**About this exercise:** Only the lines with the string "Would" are needed; return each of them from the entries below.

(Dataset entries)
______________________________

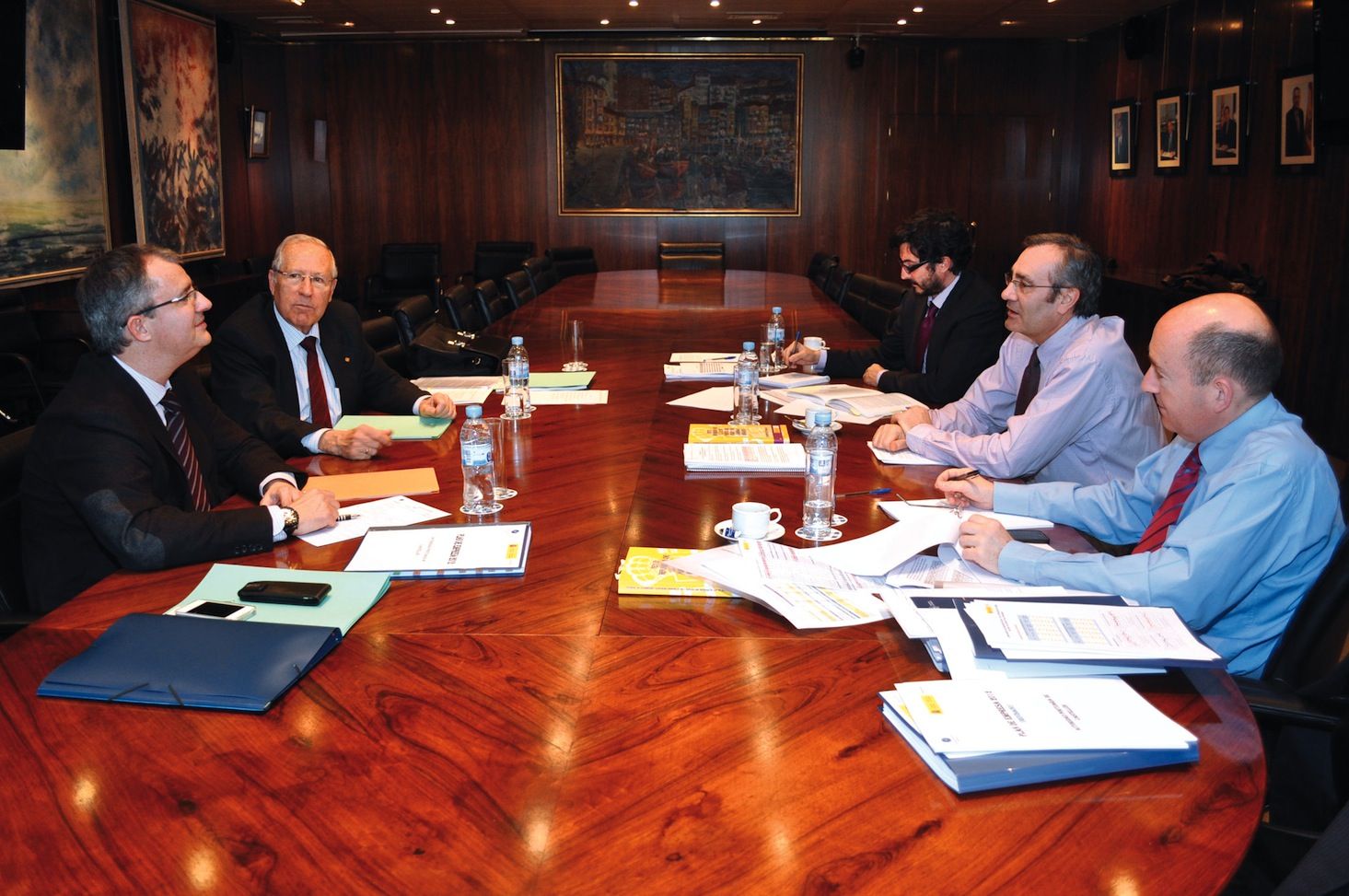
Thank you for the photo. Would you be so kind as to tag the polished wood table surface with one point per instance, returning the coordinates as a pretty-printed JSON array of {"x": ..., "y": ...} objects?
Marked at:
[{"x": 545, "y": 734}]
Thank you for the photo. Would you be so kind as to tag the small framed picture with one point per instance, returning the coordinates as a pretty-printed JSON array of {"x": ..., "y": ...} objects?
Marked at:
[
  {"x": 1122, "y": 122},
  {"x": 260, "y": 133},
  {"x": 1298, "y": 115},
  {"x": 1227, "y": 124},
  {"x": 1172, "y": 127}
]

______________________________

**Answer to the problem:**
Thank you for the photo. Would you be so kind as to tag the polished wood table surface with one point per instance, returning the coordinates as a pretty-printed JSON array of {"x": ..., "y": ...} objects?
Thank you for the photo. Would you be so kind as to tag the small framed picture with one point per instance, returning the coordinates as a pretty-printed JSON array of {"x": ..., "y": ...} objects?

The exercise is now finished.